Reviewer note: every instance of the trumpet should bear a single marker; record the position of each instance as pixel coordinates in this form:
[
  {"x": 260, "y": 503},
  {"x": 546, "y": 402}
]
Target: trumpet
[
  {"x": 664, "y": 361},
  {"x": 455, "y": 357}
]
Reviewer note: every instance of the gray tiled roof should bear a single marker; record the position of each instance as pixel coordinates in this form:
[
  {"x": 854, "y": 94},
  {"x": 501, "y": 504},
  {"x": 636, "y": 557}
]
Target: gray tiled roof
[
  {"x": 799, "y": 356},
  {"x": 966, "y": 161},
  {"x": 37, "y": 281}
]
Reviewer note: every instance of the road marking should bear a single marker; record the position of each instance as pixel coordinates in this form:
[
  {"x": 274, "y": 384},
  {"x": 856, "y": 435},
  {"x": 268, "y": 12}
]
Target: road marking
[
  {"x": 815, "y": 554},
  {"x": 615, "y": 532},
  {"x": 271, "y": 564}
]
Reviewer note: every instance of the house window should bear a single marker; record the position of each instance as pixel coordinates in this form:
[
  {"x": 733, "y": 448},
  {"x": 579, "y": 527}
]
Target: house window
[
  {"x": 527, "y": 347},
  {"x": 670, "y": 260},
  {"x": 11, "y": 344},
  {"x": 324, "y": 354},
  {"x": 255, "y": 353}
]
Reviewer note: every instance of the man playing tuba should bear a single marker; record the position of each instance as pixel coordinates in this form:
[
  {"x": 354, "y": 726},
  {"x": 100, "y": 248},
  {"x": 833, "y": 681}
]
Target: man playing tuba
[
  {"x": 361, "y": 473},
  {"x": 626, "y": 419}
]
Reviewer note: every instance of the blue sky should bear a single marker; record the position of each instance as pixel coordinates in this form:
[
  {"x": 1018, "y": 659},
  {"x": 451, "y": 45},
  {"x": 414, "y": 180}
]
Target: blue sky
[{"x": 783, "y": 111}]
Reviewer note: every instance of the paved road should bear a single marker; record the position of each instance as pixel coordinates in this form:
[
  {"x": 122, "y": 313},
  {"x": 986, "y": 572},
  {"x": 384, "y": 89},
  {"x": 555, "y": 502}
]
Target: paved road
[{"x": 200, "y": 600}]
§
== WHAT YOU NEED TO DO ==
Search the entries for the string "bear". Copy every line that has it.

== EXERCISE RESPONSE ==
Reviewer note: every instance of the trumpet should bear a single marker; record the position of each instance as pixel coordinates in this form:
Reviewer note: every instance of the gray tiled roof should bear a single marker; record the position of each instance as pixel coordinates in this form:
Reviewer note: every instance of the road marking should bear a single marker; record the position of each instance as pixel coordinates in this form:
Reviewer note: every instance of the house window should bear a single marker; record the position of each instance as pixel coordinates in this form:
Reviewer note: every instance of the man playing tuba should bear a single marker; record the position of each instance as pixel coordinates in this form:
Reviewer note: every instance of the blue sky should bear a single marker; record the position of each instance as pixel coordinates in this form:
Reviewer note: every instance of the paved road should bear a single marker; record the position of each instance as pixel coordinates in this form:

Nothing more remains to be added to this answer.